• Reading text:
Default Executor Settings

We can define default configurations for all executors using the defaults property.

executors:
  defaults:
    pollinterval: 10
    launcher: sbatch
    max_pend_time: 90
    account: nstaff

The launcher field is applicable for batch executors in this case, launcher: sbatch inherits sbatch as the job launcher for all slurm executors.

The account: nstaff will instruct buildtest to charge all jobs to account nstaff from Slurm Executors. The account option can be set in defaults field to all executors or defined per executor instance which overrides the default value.

Poll Interval

The pollinterval field is used to poll jobs at set interval in seconds when job is active in queue. The poll interval can be configured on command line using buildtest build --poll-interval which overrides the configuration value.

Note

pollinterval, launcher and max_pend_time have no effect on local executors.

• Data excerpts:

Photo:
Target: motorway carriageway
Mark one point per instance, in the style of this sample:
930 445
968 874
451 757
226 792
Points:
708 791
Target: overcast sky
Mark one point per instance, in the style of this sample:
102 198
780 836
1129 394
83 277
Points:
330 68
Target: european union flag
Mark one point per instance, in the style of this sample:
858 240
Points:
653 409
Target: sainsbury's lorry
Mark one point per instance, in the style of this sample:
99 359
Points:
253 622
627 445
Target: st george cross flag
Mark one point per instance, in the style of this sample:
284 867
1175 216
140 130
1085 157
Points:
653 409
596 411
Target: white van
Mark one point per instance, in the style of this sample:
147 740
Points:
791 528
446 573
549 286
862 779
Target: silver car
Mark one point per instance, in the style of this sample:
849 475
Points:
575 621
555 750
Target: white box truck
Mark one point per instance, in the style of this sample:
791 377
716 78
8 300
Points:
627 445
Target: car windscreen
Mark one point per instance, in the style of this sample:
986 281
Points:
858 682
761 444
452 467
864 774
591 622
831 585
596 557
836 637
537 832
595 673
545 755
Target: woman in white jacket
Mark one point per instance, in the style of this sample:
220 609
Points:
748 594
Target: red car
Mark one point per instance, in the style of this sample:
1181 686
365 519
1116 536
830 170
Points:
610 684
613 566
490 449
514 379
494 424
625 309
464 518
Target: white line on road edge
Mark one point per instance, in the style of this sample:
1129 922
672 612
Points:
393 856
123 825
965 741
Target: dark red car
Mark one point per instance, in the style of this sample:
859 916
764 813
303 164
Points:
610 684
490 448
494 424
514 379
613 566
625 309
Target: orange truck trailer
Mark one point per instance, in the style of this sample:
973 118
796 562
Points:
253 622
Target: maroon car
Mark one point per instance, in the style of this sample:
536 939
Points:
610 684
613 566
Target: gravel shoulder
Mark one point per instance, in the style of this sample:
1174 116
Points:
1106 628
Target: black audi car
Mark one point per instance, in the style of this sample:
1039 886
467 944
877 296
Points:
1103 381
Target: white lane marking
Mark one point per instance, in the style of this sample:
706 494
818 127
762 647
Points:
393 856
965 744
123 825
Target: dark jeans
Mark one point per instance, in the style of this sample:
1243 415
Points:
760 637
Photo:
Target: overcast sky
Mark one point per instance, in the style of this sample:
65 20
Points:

• List of tasks:
A – List every line of the entries that contains the string "truck", treating uppercase and lowercase as different.
B – Pick up the buildtest executor settings text after its final sentence and carry it on.
The buildtest executor text and the entries were taken from unrelated sources.

• Solved problems:
A –
Target: white box truck
Target: orange truck trailer

B –
Max Pend Time

The max_pend_time is maximum time job can be pending within an executor, if it exceeds the limit buildtest will cancel the job.

The max_pend_time option can be overridden per executor level for example the section below overrides the default to 300 seconds:

bigmem:
  description: bigmem jobs
  cluster: escori
  qos: bigmem
  max_pend_time: 300

The max_pend_time is used to cancel job only if job is pending in queue, it has no impact if job is running. buildtest starts a timer at job submission and every poll interval (pollinterval field) checks if job has exceeded max_pend_time only if job is pending. If job pendtime exceeds max_pend_time limit, buildtest will cancel job the job using the appropriate scheduler command like (scancel, bkill, qdel). Buildtestwill remove cancelled jobs from poll queue, in addition cancelled jobs won’t be reported in test report.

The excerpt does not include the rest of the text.